— Task brief —
Give the number of lines in these entries that contain the string "Mark", with no further comment.

— Records provided —

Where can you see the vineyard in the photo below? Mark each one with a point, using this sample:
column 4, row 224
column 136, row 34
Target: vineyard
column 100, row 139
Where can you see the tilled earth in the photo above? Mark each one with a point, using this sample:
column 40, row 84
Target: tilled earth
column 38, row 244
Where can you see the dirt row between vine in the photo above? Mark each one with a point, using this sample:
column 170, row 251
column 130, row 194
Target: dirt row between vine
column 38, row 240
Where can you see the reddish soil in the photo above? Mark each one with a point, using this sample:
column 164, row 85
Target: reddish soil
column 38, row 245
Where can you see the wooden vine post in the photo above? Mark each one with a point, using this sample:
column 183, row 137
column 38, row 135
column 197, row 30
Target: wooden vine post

— Response area —
5